▶ _Problem requirements_
Write out the entries again exactly as they are given.

▶ _Source material_
Content starts
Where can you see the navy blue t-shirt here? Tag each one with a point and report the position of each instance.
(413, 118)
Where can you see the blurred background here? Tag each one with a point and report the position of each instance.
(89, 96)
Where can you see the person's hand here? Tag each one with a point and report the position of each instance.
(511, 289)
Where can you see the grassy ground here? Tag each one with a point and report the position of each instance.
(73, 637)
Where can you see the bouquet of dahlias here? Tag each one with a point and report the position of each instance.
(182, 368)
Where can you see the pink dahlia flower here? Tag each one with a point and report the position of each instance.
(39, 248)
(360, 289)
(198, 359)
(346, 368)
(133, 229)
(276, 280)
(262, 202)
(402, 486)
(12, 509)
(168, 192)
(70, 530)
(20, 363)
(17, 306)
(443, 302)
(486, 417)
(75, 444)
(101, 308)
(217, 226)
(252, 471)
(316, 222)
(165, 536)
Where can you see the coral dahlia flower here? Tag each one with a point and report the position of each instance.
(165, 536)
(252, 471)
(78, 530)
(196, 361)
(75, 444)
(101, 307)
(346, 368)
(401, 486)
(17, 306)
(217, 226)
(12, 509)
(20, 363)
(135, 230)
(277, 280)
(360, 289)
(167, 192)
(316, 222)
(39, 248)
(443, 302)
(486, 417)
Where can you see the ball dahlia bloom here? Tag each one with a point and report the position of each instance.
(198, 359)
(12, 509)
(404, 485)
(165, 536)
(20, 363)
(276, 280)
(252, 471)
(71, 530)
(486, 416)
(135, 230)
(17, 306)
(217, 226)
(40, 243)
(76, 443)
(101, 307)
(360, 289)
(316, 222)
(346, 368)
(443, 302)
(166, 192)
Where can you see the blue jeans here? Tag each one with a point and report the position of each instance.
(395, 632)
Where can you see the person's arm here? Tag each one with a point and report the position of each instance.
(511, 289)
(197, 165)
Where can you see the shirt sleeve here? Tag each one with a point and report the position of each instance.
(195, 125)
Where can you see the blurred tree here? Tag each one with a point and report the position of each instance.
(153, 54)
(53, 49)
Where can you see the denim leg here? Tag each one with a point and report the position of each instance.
Content ends
▶ _The answer_
Where can you see the navy blue t-shirt here? Tag each one with a point and report the position of each instance.
(413, 118)
Where can you see the blurred background here? Tag each one with a point and report the position of each instance.
(89, 96)
Where can you see the person's hand here? Tag each one with a point and report the position of each instance.
(511, 289)
Where can you see the grassy ground here? Tag each one with a point and report the position of each instance.
(73, 637)
Where can you see the bouquet of dahlias here? Tag each one with a point and report the position of each instance.
(182, 368)
Where can you see the pink dahlia flower here? Tag each one with a point and report the position of each instance.
(39, 248)
(360, 289)
(198, 359)
(346, 368)
(133, 229)
(276, 280)
(262, 202)
(402, 486)
(12, 509)
(168, 192)
(70, 530)
(20, 363)
(17, 306)
(443, 302)
(486, 417)
(75, 444)
(101, 308)
(217, 226)
(252, 471)
(316, 222)
(165, 536)
Where can you see the coral dahlia flower here? Tag each one with a point and report the position of each instance.
(165, 536)
(252, 471)
(78, 530)
(196, 361)
(75, 444)
(101, 307)
(346, 368)
(401, 486)
(17, 306)
(217, 226)
(12, 509)
(20, 363)
(135, 230)
(277, 280)
(360, 289)
(167, 192)
(316, 222)
(39, 248)
(443, 302)
(486, 417)
Where can you see the ball dahlia bloom here? Tag each one with a point and report the position of each instance.
(198, 359)
(12, 509)
(404, 485)
(165, 536)
(20, 363)
(276, 280)
(252, 471)
(71, 530)
(486, 416)
(135, 230)
(17, 306)
(217, 226)
(40, 243)
(76, 443)
(101, 307)
(360, 289)
(316, 222)
(346, 368)
(443, 302)
(166, 192)
Where can you see the blue jeans here? Tag each one with a point and report the position of each instance.
(395, 632)
Where can you see the person's arm here? Tag each one with a point and report the position of each instance.
(511, 289)
(197, 165)
Where can you see the shirt sleeve here? Tag each one with a point and report the position of each instance.
(195, 125)
Where can you see the blurred tree here? Tag each one with a point and report the position of each instance.
(153, 54)
(53, 49)
Where can you see the denim leg here? Tag each one with a point and report the position of each instance.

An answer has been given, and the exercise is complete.